TEXTAUSSCHNITT ->
Der Krakenmensch hat mehrere Milliarden Arme, er ist unglaublich unförmig – sein Gehirn lässt sich aber trotzdem durch alle Spalten, Schluchten und sogar Ösen pressen! Er besteht niemals auf einer eigenen Identität, vielmehr versteht er sich grundsätzlich als einen seiner Arme, die er verkörpern möchte und sonst nichts.
Gelenkt wird der Krakenmensch von Viren oder Bakterien, die sein sehr „anpassungsfähiges" Gehirn regelmäßig, in alternierender Folge, befallen, weshalb er nie einen zuverlässigen Eindruck von seiner Welt und dem Leben an sich gewinnen kann. Manche würden ihn für böse halten wenn sie ihn kennenlernten, wieder andere würden das für eine reine Ansichtssache halten, da Krakenmenschen empfindlich auf ihren Rechten bestehen. Zum Glück gibt es nicht viele davon.
Gegenüber „normalen“ Menschen, mit normaler Größe und normalem Gehirn ist der Krakenmensch so übermächtig, daß er nicht nur eine eigene Spezies darstellt, sondern als solche auch noch ungeheuer dominant ist. Der Krakenmensch duldet, aufgrund der zahlenmäßigen Überlegenheit der Arme, gegenüber normalen Einzelwesen keinen Widerspruch! Was einer seiner Arme glaubt, das glauben alle Arme!
Alle Arme zusammen aber sind signifikant für die Festigkeit, mit der der Krakenmensch insgesamt und durch die Vielzahl seiner Arme auftritt. Dieser Naturgewalt zu widersprechen, käme einem Sakrileg gleich, obwohl das Erscheinungsbild eines Krakenmenschen alles andere als „natürlich“ ist. Der Krakenmensch ist zu groß, zu schwer und von zu seltsamen Kräften gesteuert, um „gesund“ genannt werden zu können.
Da dies jedoch einer Behinderung gleichkäme, darf es nirgends als wahr bezeichnet werden, daß der Krakenmensch keine gleichberechtigte Einschätzung, gegenüber freilaufenden Einzelwesen, verdient, da sonst das Evolutionsprinzip gefährdet wäre. Lieber gesteht man dem Krakenmenschen zu, er sei eine Manifestation des vielgestaltigen Ausdrucks einer Wahrheit, die eben nicht eine einzige ist, sondern mehrere. Mehrere Wahrheiten geben Schutz und Sicherheit für alle (meint man).
Der Krakenmensch hat jedoch einen entscheidenden Nachteil, der sich zunächst kurzfristig für ihn günstig, aber langfristig ungünstig für den Planeten an sich auswirkt: Er expandiert ständig! Täglich nimmt die Gesamtanzahl seiner Arme zu (wodurch der Glaube immer inbrünstiger wird – er ist quasi der Multiplikator der Angst, die Verantwortung von Einzel-Individuen tragen zu müssen) und sein Leib wird insgesamt schwerer … was wiederum zur Unbeweglichkeit des Ganzen beiträgt.

SCHRIFTLICHE AUFGABEN ->
1 - Stellen Sie fest, ob die folgenden Aussagen mit dem Text über den Krakenmenschen übereinstimmen. Antworten Sie jeweils mit Ja oder Nein und zitieren Sie die entscheidenden Worte des Textes.
(a) Der Krakenmensch besteht auf einer eigenen Identität.
(b) Die Gesamtanzahl der Arme des Krakenmenschen nimmt täglich zu.
(c) Krakenmenschen gibt es in großer Zahl.
2 - Setzen Sie den Text über den Krakenmenschen im Anschluss an seinen letzten Satz fort.

DATENLISTE ->

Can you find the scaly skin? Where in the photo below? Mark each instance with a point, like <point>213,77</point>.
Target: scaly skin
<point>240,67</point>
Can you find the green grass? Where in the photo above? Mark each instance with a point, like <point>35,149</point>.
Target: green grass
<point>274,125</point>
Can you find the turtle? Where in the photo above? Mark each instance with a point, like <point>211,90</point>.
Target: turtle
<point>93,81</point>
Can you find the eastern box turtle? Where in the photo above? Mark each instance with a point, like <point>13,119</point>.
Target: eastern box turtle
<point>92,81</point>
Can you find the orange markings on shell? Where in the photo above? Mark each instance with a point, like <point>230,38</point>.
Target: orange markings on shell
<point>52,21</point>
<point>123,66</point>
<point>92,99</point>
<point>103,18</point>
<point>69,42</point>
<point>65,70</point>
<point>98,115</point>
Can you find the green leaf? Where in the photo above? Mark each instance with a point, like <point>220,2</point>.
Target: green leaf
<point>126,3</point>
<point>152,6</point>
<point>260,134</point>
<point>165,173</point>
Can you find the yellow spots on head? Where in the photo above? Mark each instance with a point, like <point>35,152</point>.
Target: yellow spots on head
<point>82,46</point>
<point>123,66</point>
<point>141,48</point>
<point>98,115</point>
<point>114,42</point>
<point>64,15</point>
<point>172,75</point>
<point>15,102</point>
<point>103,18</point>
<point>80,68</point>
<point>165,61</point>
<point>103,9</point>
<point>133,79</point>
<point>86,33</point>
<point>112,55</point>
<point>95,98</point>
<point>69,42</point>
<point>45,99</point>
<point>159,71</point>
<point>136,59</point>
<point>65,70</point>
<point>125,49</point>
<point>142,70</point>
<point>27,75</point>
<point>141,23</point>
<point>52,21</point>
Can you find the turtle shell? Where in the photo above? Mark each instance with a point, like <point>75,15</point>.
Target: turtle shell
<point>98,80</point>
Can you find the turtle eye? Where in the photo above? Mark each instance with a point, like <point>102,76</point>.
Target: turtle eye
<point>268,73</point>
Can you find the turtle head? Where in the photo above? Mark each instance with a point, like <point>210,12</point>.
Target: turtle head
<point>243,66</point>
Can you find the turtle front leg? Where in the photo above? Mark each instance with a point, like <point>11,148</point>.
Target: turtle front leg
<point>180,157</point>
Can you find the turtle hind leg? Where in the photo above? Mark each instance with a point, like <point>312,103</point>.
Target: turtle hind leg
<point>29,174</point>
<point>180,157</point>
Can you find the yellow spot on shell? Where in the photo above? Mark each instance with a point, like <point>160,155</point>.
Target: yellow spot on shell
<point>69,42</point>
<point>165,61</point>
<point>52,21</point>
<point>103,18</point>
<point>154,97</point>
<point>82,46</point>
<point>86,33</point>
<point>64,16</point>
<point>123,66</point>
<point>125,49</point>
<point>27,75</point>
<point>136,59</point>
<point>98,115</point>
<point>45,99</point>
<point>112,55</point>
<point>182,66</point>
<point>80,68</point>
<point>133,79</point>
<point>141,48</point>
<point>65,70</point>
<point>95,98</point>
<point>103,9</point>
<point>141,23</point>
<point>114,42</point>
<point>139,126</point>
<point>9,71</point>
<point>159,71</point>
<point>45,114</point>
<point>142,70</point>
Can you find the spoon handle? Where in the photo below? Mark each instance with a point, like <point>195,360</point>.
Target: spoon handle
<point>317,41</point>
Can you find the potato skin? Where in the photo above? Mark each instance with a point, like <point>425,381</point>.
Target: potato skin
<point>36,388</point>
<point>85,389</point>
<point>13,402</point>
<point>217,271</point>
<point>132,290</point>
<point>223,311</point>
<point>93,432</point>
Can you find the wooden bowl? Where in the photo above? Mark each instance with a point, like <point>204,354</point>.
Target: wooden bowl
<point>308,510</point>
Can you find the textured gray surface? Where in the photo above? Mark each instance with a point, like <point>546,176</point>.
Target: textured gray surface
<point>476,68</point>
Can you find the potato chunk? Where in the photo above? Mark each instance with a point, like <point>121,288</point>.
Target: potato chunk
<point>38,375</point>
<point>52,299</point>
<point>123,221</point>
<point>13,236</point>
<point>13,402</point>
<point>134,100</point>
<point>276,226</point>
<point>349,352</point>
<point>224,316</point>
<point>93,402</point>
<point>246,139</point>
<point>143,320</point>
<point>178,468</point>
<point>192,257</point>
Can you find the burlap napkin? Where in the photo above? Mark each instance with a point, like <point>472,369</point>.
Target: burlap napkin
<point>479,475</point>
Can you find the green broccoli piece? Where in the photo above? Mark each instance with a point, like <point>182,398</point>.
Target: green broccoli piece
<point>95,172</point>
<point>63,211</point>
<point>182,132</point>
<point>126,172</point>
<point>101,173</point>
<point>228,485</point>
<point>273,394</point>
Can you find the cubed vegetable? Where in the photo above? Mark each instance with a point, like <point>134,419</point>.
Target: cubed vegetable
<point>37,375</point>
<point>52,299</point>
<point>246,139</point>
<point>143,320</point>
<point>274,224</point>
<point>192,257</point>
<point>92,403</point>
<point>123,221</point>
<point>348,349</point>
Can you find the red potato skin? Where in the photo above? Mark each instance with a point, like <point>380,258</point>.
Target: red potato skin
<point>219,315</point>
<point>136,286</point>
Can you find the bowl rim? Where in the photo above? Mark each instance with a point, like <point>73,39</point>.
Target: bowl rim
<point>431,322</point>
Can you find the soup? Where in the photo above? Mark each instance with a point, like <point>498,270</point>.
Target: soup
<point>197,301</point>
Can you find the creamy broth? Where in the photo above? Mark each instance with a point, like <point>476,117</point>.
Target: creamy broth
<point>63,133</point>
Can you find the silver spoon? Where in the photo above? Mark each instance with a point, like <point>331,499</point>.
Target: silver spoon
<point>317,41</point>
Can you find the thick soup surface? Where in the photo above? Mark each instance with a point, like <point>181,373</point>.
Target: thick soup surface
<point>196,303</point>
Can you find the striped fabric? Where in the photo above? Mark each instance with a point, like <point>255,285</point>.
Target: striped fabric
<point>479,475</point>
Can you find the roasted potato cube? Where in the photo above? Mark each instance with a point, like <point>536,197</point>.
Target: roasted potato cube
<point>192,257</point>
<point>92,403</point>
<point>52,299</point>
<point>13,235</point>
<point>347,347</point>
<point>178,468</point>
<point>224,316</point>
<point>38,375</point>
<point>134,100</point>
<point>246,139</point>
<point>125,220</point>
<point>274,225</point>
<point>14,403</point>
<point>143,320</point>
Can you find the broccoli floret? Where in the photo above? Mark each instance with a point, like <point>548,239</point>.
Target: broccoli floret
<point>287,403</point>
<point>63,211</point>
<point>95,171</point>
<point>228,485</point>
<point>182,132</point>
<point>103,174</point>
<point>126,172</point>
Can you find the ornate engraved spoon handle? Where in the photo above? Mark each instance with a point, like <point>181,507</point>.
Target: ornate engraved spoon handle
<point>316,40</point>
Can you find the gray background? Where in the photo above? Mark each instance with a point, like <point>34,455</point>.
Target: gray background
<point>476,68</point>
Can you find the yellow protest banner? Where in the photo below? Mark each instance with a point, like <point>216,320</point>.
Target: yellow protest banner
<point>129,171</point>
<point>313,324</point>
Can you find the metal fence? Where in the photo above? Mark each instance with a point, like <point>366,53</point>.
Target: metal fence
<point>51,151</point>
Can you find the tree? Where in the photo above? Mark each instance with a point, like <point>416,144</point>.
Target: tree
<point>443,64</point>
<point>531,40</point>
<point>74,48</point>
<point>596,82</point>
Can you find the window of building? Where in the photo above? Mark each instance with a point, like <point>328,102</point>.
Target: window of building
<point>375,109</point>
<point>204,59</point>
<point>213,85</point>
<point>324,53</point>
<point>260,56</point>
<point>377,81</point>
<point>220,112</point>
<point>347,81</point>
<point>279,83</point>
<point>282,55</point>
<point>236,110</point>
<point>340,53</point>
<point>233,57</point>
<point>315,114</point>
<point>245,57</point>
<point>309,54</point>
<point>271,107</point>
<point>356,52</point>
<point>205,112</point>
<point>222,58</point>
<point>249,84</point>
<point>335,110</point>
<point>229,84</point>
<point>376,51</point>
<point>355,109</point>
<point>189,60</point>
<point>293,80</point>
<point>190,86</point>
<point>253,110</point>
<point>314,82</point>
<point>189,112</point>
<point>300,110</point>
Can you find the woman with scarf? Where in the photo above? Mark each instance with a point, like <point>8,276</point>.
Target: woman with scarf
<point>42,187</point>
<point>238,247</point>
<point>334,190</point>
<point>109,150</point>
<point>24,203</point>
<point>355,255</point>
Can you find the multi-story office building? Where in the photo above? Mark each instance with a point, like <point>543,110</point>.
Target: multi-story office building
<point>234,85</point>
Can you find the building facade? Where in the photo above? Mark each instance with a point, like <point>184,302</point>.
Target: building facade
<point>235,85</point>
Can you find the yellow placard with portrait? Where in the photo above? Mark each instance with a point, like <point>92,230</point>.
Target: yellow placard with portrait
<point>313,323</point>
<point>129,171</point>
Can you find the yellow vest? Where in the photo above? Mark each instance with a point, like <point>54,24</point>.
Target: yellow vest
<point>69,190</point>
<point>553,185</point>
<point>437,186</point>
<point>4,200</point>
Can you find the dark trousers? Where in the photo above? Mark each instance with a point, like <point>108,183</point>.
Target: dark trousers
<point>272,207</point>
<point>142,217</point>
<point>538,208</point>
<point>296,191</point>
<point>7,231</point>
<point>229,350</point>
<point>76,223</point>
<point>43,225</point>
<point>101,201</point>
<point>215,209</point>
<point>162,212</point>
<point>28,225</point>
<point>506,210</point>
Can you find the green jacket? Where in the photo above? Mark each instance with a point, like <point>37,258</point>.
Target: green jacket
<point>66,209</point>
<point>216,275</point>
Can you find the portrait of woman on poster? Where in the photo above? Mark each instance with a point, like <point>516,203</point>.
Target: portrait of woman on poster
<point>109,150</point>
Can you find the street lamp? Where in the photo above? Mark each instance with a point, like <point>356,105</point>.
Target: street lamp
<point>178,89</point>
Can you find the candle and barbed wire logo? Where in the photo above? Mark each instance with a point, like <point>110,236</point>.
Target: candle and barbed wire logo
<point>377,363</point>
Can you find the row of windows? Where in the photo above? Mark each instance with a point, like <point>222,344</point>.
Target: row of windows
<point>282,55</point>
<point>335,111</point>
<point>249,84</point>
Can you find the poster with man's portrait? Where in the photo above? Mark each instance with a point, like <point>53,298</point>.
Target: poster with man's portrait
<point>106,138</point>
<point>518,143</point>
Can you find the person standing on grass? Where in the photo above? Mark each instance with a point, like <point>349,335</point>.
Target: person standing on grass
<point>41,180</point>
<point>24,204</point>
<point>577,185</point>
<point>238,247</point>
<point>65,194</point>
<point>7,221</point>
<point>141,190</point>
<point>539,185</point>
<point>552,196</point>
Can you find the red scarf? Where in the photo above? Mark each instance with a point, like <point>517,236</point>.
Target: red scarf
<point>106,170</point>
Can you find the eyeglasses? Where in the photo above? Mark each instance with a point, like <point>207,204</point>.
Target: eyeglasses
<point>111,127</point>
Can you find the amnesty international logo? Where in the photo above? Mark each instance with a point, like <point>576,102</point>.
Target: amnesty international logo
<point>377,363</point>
* * *
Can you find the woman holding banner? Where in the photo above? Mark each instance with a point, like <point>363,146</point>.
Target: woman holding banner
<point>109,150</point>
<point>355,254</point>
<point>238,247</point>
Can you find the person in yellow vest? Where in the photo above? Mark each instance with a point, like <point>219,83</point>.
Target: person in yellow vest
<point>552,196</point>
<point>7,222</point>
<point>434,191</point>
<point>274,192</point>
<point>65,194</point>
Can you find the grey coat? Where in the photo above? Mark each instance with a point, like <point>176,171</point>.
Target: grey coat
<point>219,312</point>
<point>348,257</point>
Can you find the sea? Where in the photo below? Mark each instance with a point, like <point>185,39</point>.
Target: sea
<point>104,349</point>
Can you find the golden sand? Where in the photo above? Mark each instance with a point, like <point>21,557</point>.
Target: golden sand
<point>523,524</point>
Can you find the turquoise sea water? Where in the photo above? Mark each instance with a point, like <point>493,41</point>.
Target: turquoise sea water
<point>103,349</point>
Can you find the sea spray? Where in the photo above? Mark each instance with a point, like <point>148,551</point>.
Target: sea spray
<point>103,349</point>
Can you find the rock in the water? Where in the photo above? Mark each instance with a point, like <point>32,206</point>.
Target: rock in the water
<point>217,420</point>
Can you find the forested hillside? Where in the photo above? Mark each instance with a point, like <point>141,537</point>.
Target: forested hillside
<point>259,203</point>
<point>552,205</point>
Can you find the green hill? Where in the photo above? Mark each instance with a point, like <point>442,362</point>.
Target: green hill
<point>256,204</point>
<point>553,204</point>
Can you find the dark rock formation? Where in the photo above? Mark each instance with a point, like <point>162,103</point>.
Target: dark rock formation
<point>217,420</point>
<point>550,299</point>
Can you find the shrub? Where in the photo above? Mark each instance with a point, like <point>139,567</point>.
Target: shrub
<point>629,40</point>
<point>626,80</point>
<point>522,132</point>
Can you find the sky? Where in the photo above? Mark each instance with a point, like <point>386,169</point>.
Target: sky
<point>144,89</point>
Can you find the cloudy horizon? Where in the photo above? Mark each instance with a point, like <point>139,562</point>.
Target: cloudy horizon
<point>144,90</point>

ANTWORTEN JE AUFGABE ->
1 -
(a) Nein: „Er besteht niemals auf einer eigenen Identität“
(b) Ja: „Täglich nimmt die Gesamtanzahl seiner Arme zu“
(c) Nein: „Zum Glück gibt es nicht viele davon.“

2 -
Nicht ganz zu Unrecht breitet sich deshalb in den letzten Jahrzehnten, vor allem aber in den letzten Jahren, durch die exponentielle Zunahme des armen Kraken, pardon, der Krakenarme, bei den, durch Verdrängung, immer weniger werdenden anderen Lebensformen die Urangst aus. Das trifft vor allem auf die sogenannten „intelligenten“ Lebensformen zu, wobei man deutlich sagen muss: Je intelligenter, desto mehr Angst! Der Krakenmensch sieht das allerdings nicht so.
Er interpretiert die Unzahl seiner Arme eher als „helfende Hände“, die jedermann zu Diensten seien … vor allem dem Krakenmenschen selbst. Noch freie Individualisten sprechen jedoch von einer unheimlichen Bedrohung, angesichts der Perfektion, mit der der Krakenmensch Probleme, die sich ihm und dem Glauben an sich, in den Weg stellen, beseitigt. Es scheint, so unken unvorsichtige Zeitgenossen, bald keinen Platz auf Erden mehr zu geben, an dem …
der Krakenmensch entweder gar nicht vorkommt, oder nicht an der Macht ist. Darin, so urteilen bereits heute Experten, läge ja auch ein Widerspruch, denn wo der Krakenmensch vorkommt, da IST ER an der Macht … was wiederum ein natürlich-unnatürlicher Vorgang sei. Hier käme einfach die Anzahl der Arme, sowie ihre Identitätslosigkeit zum Tragen. Wie man das ausschließlich dominante Auftreten des Krakenmenschen für die Zukunft beurteilen solle, sei fragwürdig.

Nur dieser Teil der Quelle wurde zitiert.